## TASK BRIEF:
Your task is to repeat exactly the lines below between the line holding "the white trailer" and the line holding "of the gray", inclusive, and only those.

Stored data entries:

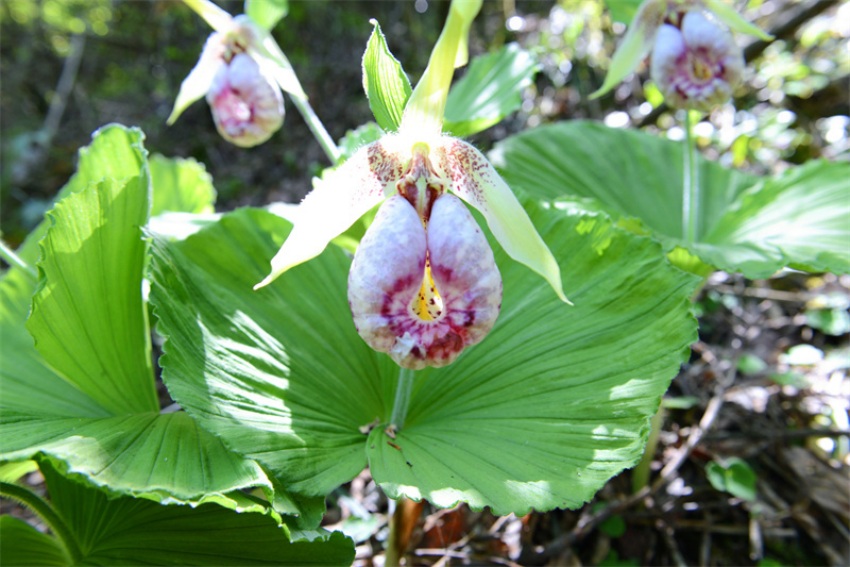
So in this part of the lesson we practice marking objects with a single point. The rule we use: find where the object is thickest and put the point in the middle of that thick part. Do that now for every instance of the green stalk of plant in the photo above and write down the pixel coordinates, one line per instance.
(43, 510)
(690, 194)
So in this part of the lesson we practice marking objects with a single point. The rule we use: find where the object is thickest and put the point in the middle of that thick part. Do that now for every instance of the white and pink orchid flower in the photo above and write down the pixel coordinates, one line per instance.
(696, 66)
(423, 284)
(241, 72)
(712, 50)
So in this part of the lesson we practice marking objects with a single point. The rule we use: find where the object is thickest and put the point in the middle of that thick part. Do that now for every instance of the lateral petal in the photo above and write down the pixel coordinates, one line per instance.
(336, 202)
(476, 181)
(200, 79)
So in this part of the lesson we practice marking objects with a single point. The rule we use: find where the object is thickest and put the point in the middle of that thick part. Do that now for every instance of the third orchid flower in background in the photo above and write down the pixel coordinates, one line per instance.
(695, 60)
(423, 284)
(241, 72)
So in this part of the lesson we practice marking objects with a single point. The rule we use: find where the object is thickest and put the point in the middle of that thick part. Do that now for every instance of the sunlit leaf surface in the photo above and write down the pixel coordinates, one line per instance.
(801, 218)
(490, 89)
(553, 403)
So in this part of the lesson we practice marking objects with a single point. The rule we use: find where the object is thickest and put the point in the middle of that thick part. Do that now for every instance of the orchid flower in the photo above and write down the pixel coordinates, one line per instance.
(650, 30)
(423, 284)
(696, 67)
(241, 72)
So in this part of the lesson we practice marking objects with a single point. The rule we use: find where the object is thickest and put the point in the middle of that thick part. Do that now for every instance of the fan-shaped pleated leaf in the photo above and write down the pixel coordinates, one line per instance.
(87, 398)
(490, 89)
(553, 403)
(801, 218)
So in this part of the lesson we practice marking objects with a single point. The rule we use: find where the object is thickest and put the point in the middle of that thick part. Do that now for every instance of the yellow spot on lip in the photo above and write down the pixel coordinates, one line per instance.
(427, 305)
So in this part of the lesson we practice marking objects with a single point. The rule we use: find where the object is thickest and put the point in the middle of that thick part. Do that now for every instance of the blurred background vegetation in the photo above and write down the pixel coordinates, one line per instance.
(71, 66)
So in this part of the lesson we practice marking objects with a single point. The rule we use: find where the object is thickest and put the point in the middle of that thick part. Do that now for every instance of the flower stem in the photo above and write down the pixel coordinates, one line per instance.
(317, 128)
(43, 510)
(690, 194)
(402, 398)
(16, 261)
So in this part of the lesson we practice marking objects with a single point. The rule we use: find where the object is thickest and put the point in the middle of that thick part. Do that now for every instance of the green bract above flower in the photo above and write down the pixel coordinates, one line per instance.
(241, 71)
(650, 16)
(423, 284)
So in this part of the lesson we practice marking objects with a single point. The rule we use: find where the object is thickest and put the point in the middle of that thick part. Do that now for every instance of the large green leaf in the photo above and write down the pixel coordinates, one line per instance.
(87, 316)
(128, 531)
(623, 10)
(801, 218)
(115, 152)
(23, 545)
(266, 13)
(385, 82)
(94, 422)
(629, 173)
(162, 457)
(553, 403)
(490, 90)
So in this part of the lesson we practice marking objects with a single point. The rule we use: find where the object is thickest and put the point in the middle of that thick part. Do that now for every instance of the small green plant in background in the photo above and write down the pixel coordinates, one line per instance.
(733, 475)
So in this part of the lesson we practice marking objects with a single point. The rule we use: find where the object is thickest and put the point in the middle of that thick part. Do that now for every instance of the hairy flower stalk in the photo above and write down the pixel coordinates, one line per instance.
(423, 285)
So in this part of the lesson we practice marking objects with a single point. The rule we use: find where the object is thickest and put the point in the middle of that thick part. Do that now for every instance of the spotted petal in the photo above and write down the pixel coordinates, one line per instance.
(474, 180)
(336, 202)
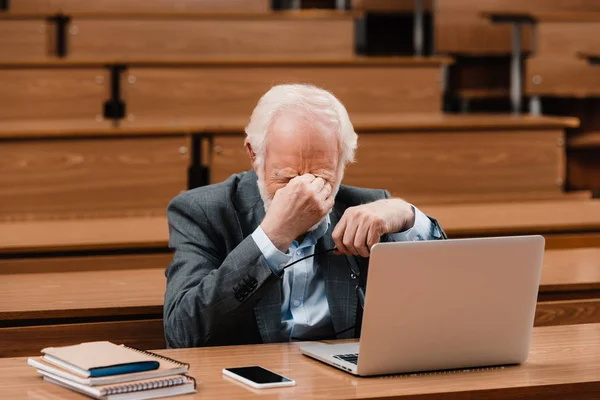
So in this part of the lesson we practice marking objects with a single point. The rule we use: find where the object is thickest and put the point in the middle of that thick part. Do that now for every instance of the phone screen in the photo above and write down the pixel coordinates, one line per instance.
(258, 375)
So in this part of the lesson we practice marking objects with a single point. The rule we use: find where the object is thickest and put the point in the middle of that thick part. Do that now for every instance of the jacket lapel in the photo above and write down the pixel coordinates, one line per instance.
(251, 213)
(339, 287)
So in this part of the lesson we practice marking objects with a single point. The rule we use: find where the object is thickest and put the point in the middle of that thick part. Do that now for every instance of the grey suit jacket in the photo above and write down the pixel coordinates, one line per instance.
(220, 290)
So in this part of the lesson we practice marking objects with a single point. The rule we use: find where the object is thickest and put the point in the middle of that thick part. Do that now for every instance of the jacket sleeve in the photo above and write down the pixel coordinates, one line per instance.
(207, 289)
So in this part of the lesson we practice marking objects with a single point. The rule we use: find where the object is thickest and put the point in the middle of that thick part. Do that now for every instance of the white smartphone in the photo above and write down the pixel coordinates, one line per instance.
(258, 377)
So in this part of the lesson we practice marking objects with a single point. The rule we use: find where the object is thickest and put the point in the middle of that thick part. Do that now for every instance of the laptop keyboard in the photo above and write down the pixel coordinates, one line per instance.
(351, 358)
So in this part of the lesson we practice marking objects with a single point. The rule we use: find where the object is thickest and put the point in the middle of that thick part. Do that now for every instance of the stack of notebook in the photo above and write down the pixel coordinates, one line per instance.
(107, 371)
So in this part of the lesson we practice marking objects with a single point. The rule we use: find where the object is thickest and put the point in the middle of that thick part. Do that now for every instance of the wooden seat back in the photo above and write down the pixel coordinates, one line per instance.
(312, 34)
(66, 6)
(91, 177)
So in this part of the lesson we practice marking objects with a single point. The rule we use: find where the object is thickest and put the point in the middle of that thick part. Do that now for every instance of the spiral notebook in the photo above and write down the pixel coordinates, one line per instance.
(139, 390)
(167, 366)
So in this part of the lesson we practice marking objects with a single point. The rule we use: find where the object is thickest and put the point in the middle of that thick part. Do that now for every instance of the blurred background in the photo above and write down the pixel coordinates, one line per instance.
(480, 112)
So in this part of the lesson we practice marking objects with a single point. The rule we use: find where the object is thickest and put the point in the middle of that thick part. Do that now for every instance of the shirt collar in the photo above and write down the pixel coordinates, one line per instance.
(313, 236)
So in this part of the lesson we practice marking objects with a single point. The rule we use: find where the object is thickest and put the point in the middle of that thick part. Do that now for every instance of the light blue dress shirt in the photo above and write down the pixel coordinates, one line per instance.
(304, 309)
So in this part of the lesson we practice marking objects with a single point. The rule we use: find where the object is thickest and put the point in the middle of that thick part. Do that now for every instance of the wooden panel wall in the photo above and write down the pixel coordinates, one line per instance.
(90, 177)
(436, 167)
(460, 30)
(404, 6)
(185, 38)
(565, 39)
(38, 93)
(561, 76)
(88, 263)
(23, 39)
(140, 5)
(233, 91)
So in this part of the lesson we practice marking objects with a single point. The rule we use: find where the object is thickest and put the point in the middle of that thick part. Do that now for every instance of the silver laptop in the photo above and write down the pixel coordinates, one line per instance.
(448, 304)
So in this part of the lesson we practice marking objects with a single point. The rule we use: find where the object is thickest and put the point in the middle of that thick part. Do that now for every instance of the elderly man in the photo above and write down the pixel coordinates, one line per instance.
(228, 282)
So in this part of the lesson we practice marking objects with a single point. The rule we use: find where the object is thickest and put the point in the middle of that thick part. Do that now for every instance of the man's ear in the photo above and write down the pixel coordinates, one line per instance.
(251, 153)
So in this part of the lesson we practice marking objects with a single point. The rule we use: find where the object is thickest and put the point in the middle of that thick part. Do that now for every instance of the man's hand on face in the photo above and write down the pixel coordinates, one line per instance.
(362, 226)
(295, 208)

--

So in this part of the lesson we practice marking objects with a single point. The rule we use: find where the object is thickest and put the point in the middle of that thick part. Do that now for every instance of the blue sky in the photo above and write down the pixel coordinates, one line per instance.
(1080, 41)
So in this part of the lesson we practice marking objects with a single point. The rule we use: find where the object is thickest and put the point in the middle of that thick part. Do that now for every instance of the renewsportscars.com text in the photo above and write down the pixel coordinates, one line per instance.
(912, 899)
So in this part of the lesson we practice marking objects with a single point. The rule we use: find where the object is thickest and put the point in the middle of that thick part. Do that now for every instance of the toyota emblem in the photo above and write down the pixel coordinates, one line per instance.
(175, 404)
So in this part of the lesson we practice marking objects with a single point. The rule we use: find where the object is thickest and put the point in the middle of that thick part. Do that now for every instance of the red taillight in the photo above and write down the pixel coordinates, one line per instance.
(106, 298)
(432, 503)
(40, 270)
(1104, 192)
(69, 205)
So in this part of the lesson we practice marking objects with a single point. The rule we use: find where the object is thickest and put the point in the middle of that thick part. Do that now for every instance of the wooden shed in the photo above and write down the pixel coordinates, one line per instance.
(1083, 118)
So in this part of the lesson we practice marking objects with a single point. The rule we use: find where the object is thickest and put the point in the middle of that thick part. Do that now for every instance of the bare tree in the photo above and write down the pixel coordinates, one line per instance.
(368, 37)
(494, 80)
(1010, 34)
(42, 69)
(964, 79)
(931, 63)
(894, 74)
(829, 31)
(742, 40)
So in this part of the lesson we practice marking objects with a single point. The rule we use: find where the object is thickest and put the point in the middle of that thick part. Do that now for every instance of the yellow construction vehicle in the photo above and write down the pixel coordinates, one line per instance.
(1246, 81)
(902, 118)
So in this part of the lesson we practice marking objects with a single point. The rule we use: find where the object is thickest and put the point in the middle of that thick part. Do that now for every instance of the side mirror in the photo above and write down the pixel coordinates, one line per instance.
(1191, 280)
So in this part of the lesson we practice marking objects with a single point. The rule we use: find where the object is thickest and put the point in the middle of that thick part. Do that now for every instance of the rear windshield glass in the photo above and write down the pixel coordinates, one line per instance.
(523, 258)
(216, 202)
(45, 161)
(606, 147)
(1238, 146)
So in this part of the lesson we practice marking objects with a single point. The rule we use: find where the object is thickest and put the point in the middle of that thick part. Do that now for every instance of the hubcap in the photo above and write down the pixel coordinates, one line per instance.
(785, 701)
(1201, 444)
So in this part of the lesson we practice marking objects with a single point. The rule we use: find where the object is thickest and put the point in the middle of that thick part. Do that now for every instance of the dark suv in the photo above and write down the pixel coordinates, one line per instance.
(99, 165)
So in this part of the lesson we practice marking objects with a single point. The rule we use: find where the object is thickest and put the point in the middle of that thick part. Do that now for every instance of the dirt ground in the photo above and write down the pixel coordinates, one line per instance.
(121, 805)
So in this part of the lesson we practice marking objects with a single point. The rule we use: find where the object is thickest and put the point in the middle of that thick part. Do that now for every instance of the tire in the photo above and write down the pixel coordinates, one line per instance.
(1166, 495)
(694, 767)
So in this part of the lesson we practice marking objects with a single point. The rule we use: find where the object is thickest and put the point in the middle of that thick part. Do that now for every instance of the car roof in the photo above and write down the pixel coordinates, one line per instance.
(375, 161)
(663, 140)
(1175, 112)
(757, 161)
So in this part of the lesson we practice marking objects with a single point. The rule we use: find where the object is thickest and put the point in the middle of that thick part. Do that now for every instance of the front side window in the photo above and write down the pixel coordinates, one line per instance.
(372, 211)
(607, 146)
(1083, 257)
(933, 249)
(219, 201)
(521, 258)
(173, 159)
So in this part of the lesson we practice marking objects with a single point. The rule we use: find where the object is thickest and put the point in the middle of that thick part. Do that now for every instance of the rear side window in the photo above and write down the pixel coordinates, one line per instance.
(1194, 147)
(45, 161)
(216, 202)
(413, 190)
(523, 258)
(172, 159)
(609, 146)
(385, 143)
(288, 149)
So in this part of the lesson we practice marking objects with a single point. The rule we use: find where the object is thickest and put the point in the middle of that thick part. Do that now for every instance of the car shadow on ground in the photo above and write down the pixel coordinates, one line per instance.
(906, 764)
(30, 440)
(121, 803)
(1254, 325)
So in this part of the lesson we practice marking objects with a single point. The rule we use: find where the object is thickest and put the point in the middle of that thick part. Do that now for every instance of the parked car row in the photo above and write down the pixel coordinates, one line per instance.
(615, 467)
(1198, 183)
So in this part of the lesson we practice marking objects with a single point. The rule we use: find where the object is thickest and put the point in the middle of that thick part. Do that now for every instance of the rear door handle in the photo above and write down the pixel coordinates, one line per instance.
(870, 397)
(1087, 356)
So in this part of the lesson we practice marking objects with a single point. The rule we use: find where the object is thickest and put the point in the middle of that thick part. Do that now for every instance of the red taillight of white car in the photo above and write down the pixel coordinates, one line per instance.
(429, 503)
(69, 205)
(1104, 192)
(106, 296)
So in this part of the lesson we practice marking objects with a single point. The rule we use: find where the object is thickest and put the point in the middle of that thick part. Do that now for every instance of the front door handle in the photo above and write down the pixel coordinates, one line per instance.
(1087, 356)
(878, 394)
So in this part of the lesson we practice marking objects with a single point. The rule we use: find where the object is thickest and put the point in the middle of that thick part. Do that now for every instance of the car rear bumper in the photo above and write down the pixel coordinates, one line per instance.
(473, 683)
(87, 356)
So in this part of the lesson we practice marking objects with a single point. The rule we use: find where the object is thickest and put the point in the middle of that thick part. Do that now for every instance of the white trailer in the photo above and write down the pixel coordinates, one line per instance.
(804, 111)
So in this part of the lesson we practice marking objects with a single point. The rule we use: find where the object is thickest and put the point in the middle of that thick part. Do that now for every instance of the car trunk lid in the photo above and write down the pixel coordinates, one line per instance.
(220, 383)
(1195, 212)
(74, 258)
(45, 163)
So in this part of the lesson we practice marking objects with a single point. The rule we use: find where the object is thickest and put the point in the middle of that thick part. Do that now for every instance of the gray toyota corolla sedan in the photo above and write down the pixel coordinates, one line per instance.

## SOLUTION:
So in this part of the lesson we practice marking objects with a single point. The rule we use: find where the object is thickest and put the point in the middle of that thick part. Do that now for every instance of the white trailer in the photo above and write down the pixel coordinates, one line per instance.
(804, 111)
So in this part of the lesson we practice marking objects with a single point. The rule we use: find where the object is thickest and put the point in the middle of that thick part. Do that now for every instance of the car trunk lid in the photo above and write down the pixel coordinates, one line per instance.
(220, 383)
(1195, 212)
(74, 258)
(45, 163)
So in this part of the lesson we practice marking objects with a single point. The rule we use: find where the object is thickest and put the point in the middle of that thick part. Do that now for every instance of the gray toyota corolla sedan in the photo above and write down the pixel coordinates, one line per instance.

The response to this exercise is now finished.